## ИСХОДНЫЙ ОТРЫВОК:
Патриотическая песня. Кино и сопромат искусства

Руслан Богатырев
Беседы о русской эстетике | Беседа 16. Патриотическая песня. Кино и сопромат искусства

/ Комитет национального наследия, 2023.
/ Московский клуб русской эстетики, 2023.
\ Арт-журнал «Пантеон»: http://panteono.ru/2023-04-22

——
БЕСЕДЫ О РУССКОЙ ЭСТЕТИКЕ
Беседа шестнадцатая. Патриотическая песня. Кино и сопромат искусства

• Ирина Куликова, куратор,
Московский клуб русской эстетики

• Руслан Богатырев, ведущий эксперт,
Комитет национального наследия

— Ирина Куликова: Позади периодизация и обсуждение песен Гражданской войны. Теперь мы будем разбирать песни военных лет?

— Руслан Богатырев: Думаю, нам всё же стоит взять паузу, сделать небольшой привал. И обсуждать дальше не по готовому шаблону. Во-первых, если говорить о значимых и популярных песнях военных лет, то их в разы больше, нежели соответствующих песен Гражданской войны. И такой разбор может реально утомить читателя. Во-вторых, частные примеры, пусть и с познавательной исторической информацией, даже детально разобранные, в реальности мало что вносят в изменение восприятия читателя. В его ментальную матрицу мира. А именно здесь, на мой взгляд, и кроются ключевые проблемы патриотической песни. В самом восприятии. Сквозь призму сегодняшней жизни.

## ИНСТРУКЦИИ К ЗАДАНИЯМ:
1. Кем назван Руслан Богатырев в беседе о патриотической песне?
2. Продолжите беседу о патриотической песне после последней реплики Руслана Богатырева.

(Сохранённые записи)
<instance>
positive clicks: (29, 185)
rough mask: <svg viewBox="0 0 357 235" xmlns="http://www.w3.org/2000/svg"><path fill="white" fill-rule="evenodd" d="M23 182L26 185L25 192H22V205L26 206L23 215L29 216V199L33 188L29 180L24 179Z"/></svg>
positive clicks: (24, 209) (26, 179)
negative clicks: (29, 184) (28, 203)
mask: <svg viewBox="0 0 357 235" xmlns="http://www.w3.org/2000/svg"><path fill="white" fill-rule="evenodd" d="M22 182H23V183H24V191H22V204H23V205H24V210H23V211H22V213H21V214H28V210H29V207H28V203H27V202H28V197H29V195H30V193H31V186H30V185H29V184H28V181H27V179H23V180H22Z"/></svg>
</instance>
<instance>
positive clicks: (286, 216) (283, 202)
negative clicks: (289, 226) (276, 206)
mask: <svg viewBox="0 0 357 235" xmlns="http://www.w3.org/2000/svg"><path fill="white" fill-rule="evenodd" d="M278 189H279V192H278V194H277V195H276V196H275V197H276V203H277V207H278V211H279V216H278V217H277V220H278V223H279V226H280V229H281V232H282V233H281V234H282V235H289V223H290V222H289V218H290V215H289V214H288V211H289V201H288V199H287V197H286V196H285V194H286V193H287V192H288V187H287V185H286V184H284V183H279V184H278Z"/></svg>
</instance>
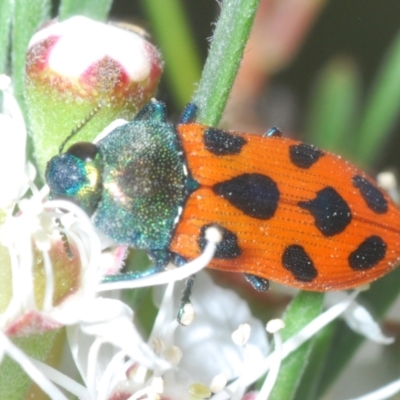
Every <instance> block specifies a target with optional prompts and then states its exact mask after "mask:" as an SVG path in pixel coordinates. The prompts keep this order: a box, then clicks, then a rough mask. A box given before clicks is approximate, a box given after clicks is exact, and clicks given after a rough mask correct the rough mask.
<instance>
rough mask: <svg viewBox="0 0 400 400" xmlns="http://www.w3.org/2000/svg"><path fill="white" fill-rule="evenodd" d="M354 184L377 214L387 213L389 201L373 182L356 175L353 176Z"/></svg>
mask: <svg viewBox="0 0 400 400" xmlns="http://www.w3.org/2000/svg"><path fill="white" fill-rule="evenodd" d="M352 182H353V185H354V186H355V187H356V188H357V189H358V190H359V191H360V194H361V196H362V198H363V199H364V200H365V202H366V203H367V206H368V207H369V208H370V209H371V210H372V211H373V212H374V213H376V214H385V213H386V212H387V210H388V205H387V201H386V199H385V196H384V195H383V194H382V192H381V191H380V190H379V189H378V188H377V187H376V186H374V185H373V184H372V183H371V182H369V181H368V180H366V179H365V178H363V177H362V176H359V175H356V176H353V178H352Z"/></svg>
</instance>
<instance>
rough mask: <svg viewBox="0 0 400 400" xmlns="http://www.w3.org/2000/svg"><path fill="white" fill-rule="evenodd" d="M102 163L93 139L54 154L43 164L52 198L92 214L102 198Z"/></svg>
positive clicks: (75, 144)
mask: <svg viewBox="0 0 400 400" xmlns="http://www.w3.org/2000/svg"><path fill="white" fill-rule="evenodd" d="M102 169H103V168H102V163H101V158H100V157H99V156H98V148H97V146H96V145H95V144H93V143H88V142H81V143H76V144H73V145H72V146H71V147H70V148H69V149H68V150H67V151H66V152H65V153H63V154H59V155H57V156H55V157H53V158H52V159H51V160H50V161H49V162H48V163H47V168H46V181H47V184H48V185H49V187H50V197H51V198H52V199H65V200H70V201H72V202H73V203H75V204H77V205H78V206H79V207H81V208H82V209H83V210H85V212H86V213H87V214H88V215H92V214H93V212H94V211H95V210H96V208H97V205H98V203H99V201H100V199H101V191H102Z"/></svg>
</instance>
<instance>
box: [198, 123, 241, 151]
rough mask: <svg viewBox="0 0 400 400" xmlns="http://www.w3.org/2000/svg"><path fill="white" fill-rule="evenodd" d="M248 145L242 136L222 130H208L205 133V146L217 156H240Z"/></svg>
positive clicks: (204, 136)
mask: <svg viewBox="0 0 400 400" xmlns="http://www.w3.org/2000/svg"><path fill="white" fill-rule="evenodd" d="M246 143H247V141H246V139H244V138H242V137H241V136H237V135H235V134H234V133H230V132H227V131H224V130H222V129H217V128H208V129H207V130H206V131H205V132H204V146H205V147H206V149H207V150H208V151H209V152H211V153H213V154H215V155H217V156H227V155H234V154H239V153H240V152H241V150H242V147H243V146H244V145H245V144H246Z"/></svg>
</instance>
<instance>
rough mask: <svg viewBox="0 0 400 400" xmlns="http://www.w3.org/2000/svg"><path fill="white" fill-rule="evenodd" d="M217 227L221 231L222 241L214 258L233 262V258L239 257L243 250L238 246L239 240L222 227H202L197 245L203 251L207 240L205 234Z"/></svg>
mask: <svg viewBox="0 0 400 400" xmlns="http://www.w3.org/2000/svg"><path fill="white" fill-rule="evenodd" d="M211 226H215V227H216V228H218V229H219V230H220V231H221V234H222V240H221V241H220V242H219V243H218V244H217V249H216V251H215V254H214V258H222V259H225V260H231V259H233V258H236V257H239V256H240V255H241V254H242V249H241V248H240V247H239V245H238V238H237V236H236V234H234V233H233V232H232V231H230V230H229V229H226V228H224V227H222V226H221V225H217V224H209V225H204V226H202V227H201V230H200V235H199V237H198V239H197V243H198V245H199V247H200V250H201V251H203V250H204V248H205V247H206V244H207V240H206V238H205V232H206V230H207V228H209V227H211Z"/></svg>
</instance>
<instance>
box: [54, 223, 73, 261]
mask: <svg viewBox="0 0 400 400" xmlns="http://www.w3.org/2000/svg"><path fill="white" fill-rule="evenodd" d="M55 222H56V224H57V225H58V227H59V228H61V229H63V228H64V225H63V224H62V222H61V220H60V218H56V221H55ZM60 235H61V241H62V242H63V246H64V250H65V253H66V254H67V257H68V258H69V259H70V260H72V259H73V258H74V253H73V252H72V249H71V246H70V244H69V241H68V237H67V235H66V234H65V232H61V231H60Z"/></svg>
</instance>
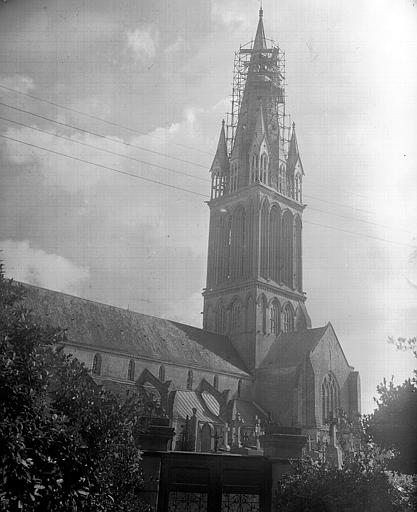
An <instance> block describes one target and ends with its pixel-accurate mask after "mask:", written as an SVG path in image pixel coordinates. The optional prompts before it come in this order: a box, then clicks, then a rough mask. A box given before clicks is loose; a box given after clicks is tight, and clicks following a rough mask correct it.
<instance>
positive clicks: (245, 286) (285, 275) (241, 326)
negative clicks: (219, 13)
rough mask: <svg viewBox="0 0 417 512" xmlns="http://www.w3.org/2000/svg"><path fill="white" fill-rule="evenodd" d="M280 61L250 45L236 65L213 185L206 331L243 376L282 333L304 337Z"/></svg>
mask: <svg viewBox="0 0 417 512" xmlns="http://www.w3.org/2000/svg"><path fill="white" fill-rule="evenodd" d="M284 78H285V58H284V52H283V51H282V50H281V49H280V48H279V47H278V46H277V45H276V44H275V43H274V42H272V41H269V40H267V39H266V38H265V32H264V26H263V11H262V9H260V11H259V21H258V27H257V30H256V35H255V39H254V40H253V41H251V42H250V43H248V44H246V45H244V46H241V47H240V50H239V51H238V52H237V53H236V57H235V70H234V80H233V84H234V87H233V95H232V109H231V114H230V115H229V117H228V121H227V124H226V126H225V122H224V121H223V123H222V127H221V130H220V137H219V142H218V146H217V151H216V154H215V157H214V160H213V164H212V166H211V169H210V172H211V177H212V186H211V198H210V201H209V202H208V205H209V208H210V231H209V244H208V263H207V284H206V288H205V290H204V293H203V296H204V317H203V318H204V320H203V322H204V329H206V330H208V331H213V332H217V333H221V334H226V335H228V336H229V337H230V338H231V340H232V342H233V344H234V346H235V348H236V349H237V350H238V352H239V353H240V356H241V357H242V360H243V361H245V363H246V365H247V366H248V368H249V369H251V370H252V369H254V368H256V367H257V366H258V365H259V363H260V362H261V361H262V359H263V356H264V355H265V354H266V352H267V351H268V349H269V347H270V346H271V344H272V342H273V341H274V340H275V338H276V337H277V336H278V335H279V334H280V333H281V332H290V331H293V330H299V329H305V328H307V327H311V322H310V319H309V316H308V314H307V311H306V308H305V305H304V303H305V300H306V297H305V294H304V292H303V280H302V214H303V210H304V205H303V202H302V181H303V177H304V170H303V166H302V163H301V159H300V154H299V150H298V143H297V136H296V132H295V125H294V124H292V126H289V125H288V123H287V115H286V112H285V93H284Z"/></svg>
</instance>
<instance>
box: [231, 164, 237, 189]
mask: <svg viewBox="0 0 417 512" xmlns="http://www.w3.org/2000/svg"><path fill="white" fill-rule="evenodd" d="M237 183H238V163H237V162H233V163H232V166H231V169H230V192H231V193H232V192H235V191H236V190H237Z"/></svg>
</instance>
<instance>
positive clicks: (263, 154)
mask: <svg viewBox="0 0 417 512" xmlns="http://www.w3.org/2000/svg"><path fill="white" fill-rule="evenodd" d="M259 181H261V182H262V183H268V155H267V154H266V153H262V155H261V165H260V169H259Z"/></svg>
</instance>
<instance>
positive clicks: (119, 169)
mask: <svg viewBox="0 0 417 512" xmlns="http://www.w3.org/2000/svg"><path fill="white" fill-rule="evenodd" d="M0 137H1V138H3V139H7V140H11V141H13V142H19V143H20V144H24V145H26V146H29V147H32V148H37V149H42V150H43V151H47V152H48V153H53V154H55V155H59V156H63V157H65V158H70V159H72V160H76V161H78V162H82V163H86V164H89V165H94V166H95V167H100V168H102V169H105V170H107V171H111V172H116V173H118V174H123V175H126V176H130V177H132V178H136V179H140V180H143V181H147V182H150V183H154V184H157V185H162V186H165V187H168V188H173V189H175V190H181V191H184V192H188V193H190V194H193V195H196V196H199V197H204V198H207V196H206V195H205V194H201V193H199V192H195V191H194V190H190V189H186V188H183V187H178V186H175V185H170V184H168V183H164V182H162V181H157V180H153V179H151V178H145V177H143V176H138V175H137V174H133V173H130V172H127V171H122V170H120V169H117V168H115V167H109V166H106V165H102V164H98V163H96V162H91V161H89V160H85V159H83V158H78V157H75V156H72V155H67V154H66V153H62V152H60V151H54V150H52V149H48V148H45V147H43V146H38V145H36V144H30V143H29V142H24V141H22V140H19V139H15V138H13V137H8V136H7V135H2V134H0ZM304 222H305V223H306V224H311V225H314V226H320V227H324V228H327V229H332V230H334V231H341V232H344V233H349V234H351V235H354V236H360V237H364V238H369V239H372V240H379V241H382V242H385V243H388V244H393V245H399V246H403V247H409V248H412V249H416V248H417V246H414V245H411V244H404V243H401V242H395V241H393V240H387V239H385V238H380V237H376V236H371V235H365V234H364V233H358V232H357V231H349V230H346V229H341V228H336V227H334V226H329V225H326V224H320V223H318V222H311V221H304Z"/></svg>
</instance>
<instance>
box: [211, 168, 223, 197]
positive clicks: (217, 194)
mask: <svg viewBox="0 0 417 512" xmlns="http://www.w3.org/2000/svg"><path fill="white" fill-rule="evenodd" d="M225 191H226V176H224V175H223V173H222V171H221V169H217V168H216V169H214V170H213V172H212V174H211V198H212V199H217V198H218V197H221V196H223V195H224V193H225Z"/></svg>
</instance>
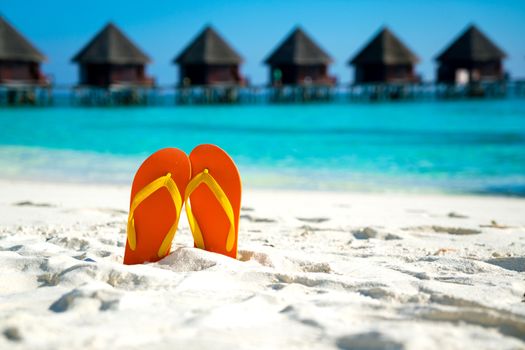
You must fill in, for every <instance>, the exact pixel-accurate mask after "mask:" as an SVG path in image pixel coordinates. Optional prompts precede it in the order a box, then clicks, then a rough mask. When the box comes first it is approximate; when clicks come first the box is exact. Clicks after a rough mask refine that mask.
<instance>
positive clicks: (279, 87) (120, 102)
mask: <svg viewBox="0 0 525 350" xmlns="http://www.w3.org/2000/svg"><path fill="white" fill-rule="evenodd" d="M505 97H517V98H523V97H525V80H514V81H506V82H484V83H476V84H466V85H446V84H436V83H414V84H339V85H315V84H308V85H298V86H293V85H288V86H278V87H275V86H268V85H250V86H236V85H211V86H191V87H180V86H173V85H164V86H162V85H155V86H151V87H149V86H144V85H141V84H137V85H129V84H127V85H123V84H118V85H113V86H110V87H106V88H100V87H92V86H79V85H75V86H71V85H57V84H51V85H45V86H43V85H38V84H0V105H15V106H16V105H37V106H46V105H54V104H60V105H64V104H65V105H79V106H123V105H124V106H125V105H139V106H141V105H142V106H149V105H161V106H162V105H189V104H198V105H209V104H259V103H282V104H286V103H327V102H340V103H350V102H381V101H420V100H445V99H467V98H505Z"/></svg>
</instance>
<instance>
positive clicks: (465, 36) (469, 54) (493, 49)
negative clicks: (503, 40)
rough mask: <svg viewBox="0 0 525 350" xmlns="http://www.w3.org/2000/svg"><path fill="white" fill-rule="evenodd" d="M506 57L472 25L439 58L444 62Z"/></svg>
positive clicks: (441, 60) (493, 44) (491, 59)
mask: <svg viewBox="0 0 525 350" xmlns="http://www.w3.org/2000/svg"><path fill="white" fill-rule="evenodd" d="M505 57H506V54H505V52H503V51H502V50H501V49H500V48H499V47H497V46H496V44H494V43H493V42H492V41H491V40H490V39H489V38H488V37H487V36H486V35H485V34H483V33H482V32H481V31H480V30H479V29H478V28H476V26H474V25H470V26H469V27H468V28H467V29H466V30H465V31H464V32H463V33H461V35H460V36H459V37H458V38H457V39H456V40H454V42H452V44H450V46H448V47H447V48H446V49H445V50H443V52H442V53H441V54H440V55H439V56H438V57H437V60H438V61H439V62H442V61H492V60H501V59H503V58H505Z"/></svg>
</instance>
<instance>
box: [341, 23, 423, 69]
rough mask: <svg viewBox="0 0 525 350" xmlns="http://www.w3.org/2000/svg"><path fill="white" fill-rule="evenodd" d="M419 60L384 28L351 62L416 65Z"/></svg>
mask: <svg viewBox="0 0 525 350" xmlns="http://www.w3.org/2000/svg"><path fill="white" fill-rule="evenodd" d="M417 62H419V58H418V57H417V56H416V55H415V54H414V53H413V52H412V51H411V50H410V49H409V48H408V47H406V46H405V44H403V43H402V42H401V40H399V39H398V38H397V37H396V36H395V35H394V33H392V32H391V31H390V29H388V28H383V29H381V30H380V31H379V33H378V34H377V35H376V36H374V37H373V38H372V40H370V42H369V43H368V44H367V45H366V46H365V47H364V48H363V49H362V50H361V51H359V53H358V54H357V55H355V56H354V58H352V59H351V60H350V62H349V64H352V65H360V64H415V63H417Z"/></svg>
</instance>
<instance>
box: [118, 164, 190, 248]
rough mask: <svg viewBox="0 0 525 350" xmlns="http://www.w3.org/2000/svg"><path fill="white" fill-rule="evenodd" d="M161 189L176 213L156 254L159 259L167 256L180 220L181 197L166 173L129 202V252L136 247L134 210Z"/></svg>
mask: <svg viewBox="0 0 525 350" xmlns="http://www.w3.org/2000/svg"><path fill="white" fill-rule="evenodd" d="M161 188H166V189H167V190H168V192H169V193H170V195H171V198H172V200H173V204H174V205H175V210H176V211H177V218H176V219H175V222H174V223H173V225H172V226H171V227H170V229H169V231H168V233H167V234H166V237H164V240H163V241H162V244H161V245H160V248H159V251H158V252H157V255H158V256H159V258H162V257H164V256H166V255H167V254H168V251H169V250H170V247H171V241H172V240H173V237H174V236H175V231H176V230H177V226H178V223H179V218H180V211H181V209H182V197H181V195H180V192H179V189H178V188H177V184H176V183H175V181H173V179H172V178H171V173H168V174H167V175H165V176H161V177H159V178H158V179H156V180H153V181H152V182H150V183H149V184H147V185H146V186H144V188H143V189H141V190H140V191H139V192H138V193H137V194H136V195H135V197H134V198H133V201H132V202H131V208H130V210H129V216H128V242H129V247H130V249H131V250H135V249H136V247H137V234H136V232H135V218H134V214H135V209H137V208H138V206H139V205H140V204H141V203H142V202H143V201H144V200H145V199H146V198H148V197H149V196H151V195H152V194H153V193H155V192H157V191H158V190H160V189H161Z"/></svg>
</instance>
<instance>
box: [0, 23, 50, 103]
mask: <svg viewBox="0 0 525 350" xmlns="http://www.w3.org/2000/svg"><path fill="white" fill-rule="evenodd" d="M45 59H46V58H45V56H44V55H43V54H42V53H41V52H40V51H39V50H38V49H36V48H35V47H34V46H33V44H31V43H30V42H29V40H27V39H26V38H25V37H24V36H23V35H22V34H21V33H20V32H18V31H17V30H16V29H15V28H14V27H13V26H12V25H11V24H10V23H9V22H8V21H7V20H6V19H5V18H4V17H2V16H0V88H1V89H0V103H7V104H36V103H38V102H39V101H38V98H39V96H37V95H36V94H37V90H38V89H41V88H46V92H47V93H46V94H45V96H43V98H45V99H46V100H49V98H50V93H49V86H50V82H49V79H48V78H47V77H46V76H45V75H44V74H43V73H42V71H41V67H40V65H41V63H42V62H43V61H44V60H45Z"/></svg>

## ОТВЕТЫ ПО ЗАДАНИЯМ:
1. Ведущим экспертом Комитета национального наследия.

2.
— Ирина Куликова: Вы полагаете, читатели недостаточно подкованы?

— Руслан Богатырев: Речь не об этом. Речь о личных приоритетах. Проблема в понятии значимости, важности, первичности.

— Ирина Куликова: Не совсем поняла. Поясните.

— Руслан Богатырев: Мы привыкли воспринимать искусство вообще и музыку, в частности, на уровне наличия массы позитивных эмоций. Нравится, даёт настроение — хорошо. Не нравится, идёт вразрез с нашими вкусами и предпочтениями — долой, в корзину. Человек по природе по своей консервативен. Так было и сто, и двести, и пятьсот лет назад. Его мало заботит, что выбор в итоге не только не оптимальный, а порой просто ошибочный. Причём в определённых ситуациях может даже существенно вредить самому человеку. Ломать его психику, его мозг. На подобном стереотипе кажущейся безобидности и удобстве лайков, вообще говоря, и построена нынешняя негласная диктатура мировых соцсетей. Лайк автоматически, на уровне подсознания, переносится нами и в реальную жизнь. Здесь как у малышей: что нравится — сразу в рот.

— Ирина Куликова: Есть такое. Мы склонны потакать своим эмоциям и чувствам.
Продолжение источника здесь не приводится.